▶ _The exercise_
Report how many lines of the data below contain the string "window", treating case as significant. Give only the number.

^^^^

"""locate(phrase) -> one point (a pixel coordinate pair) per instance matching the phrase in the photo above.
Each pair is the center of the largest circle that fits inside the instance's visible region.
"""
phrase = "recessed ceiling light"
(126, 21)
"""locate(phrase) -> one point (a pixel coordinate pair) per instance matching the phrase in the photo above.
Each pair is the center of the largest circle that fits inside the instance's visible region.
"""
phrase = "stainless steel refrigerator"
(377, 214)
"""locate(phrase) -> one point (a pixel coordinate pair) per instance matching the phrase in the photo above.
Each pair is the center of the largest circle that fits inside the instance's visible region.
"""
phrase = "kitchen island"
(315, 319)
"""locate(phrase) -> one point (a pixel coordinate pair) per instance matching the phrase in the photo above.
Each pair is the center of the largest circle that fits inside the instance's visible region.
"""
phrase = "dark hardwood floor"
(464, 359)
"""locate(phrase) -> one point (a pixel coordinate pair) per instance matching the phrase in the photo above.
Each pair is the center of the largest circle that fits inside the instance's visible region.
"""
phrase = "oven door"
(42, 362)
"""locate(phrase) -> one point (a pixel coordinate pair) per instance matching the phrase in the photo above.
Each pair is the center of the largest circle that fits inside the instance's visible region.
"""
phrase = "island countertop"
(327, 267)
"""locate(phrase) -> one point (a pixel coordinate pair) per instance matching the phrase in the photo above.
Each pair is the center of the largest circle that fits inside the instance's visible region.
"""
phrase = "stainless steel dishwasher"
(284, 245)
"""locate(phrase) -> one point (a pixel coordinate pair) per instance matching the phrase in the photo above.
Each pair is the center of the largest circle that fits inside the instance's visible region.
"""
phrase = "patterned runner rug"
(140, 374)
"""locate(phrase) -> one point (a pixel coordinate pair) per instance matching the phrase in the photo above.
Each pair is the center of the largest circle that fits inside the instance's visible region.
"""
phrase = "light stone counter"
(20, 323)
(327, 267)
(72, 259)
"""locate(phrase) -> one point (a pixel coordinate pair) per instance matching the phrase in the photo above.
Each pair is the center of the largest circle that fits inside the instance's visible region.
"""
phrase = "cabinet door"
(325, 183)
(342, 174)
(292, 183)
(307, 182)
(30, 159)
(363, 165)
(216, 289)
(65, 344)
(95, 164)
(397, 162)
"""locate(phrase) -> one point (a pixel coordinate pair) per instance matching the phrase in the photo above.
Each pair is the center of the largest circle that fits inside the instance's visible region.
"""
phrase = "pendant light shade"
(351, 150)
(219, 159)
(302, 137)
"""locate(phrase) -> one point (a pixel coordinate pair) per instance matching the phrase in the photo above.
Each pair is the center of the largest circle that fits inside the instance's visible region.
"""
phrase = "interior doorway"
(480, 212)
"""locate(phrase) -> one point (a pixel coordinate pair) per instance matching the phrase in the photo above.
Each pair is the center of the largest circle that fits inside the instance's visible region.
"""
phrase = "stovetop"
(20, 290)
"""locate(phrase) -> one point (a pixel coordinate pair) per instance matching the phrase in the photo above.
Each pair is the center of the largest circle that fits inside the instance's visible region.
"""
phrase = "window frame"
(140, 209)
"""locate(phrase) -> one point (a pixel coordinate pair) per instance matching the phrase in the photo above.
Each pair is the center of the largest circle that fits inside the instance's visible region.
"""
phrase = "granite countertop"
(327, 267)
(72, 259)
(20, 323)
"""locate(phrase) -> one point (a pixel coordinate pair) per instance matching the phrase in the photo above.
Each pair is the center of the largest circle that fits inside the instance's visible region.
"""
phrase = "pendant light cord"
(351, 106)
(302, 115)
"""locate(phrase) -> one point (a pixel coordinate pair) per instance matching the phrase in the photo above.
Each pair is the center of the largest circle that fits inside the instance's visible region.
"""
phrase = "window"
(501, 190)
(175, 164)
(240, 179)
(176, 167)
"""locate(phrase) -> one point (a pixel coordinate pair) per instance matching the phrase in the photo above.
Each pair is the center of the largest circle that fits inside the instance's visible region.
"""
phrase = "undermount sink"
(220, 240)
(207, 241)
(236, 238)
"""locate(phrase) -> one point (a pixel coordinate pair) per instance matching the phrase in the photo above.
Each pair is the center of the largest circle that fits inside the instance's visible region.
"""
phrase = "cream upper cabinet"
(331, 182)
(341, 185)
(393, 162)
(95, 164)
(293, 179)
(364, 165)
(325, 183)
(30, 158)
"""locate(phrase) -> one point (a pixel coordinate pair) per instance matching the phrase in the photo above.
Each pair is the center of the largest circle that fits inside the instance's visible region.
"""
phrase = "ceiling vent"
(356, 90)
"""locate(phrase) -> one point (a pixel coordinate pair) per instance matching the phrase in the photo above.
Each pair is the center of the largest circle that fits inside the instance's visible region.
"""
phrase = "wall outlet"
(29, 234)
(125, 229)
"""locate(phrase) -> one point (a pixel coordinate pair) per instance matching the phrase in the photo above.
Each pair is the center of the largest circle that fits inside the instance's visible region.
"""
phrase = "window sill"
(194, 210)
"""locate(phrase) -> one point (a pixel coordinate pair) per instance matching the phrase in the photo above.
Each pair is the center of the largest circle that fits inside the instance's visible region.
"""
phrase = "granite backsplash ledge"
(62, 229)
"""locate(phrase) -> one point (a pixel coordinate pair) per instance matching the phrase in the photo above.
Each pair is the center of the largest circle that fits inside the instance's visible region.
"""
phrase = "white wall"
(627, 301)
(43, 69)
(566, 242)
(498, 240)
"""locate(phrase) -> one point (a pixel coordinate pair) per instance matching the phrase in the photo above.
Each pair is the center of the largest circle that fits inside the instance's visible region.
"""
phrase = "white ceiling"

^^^^

▶ _Reply_
3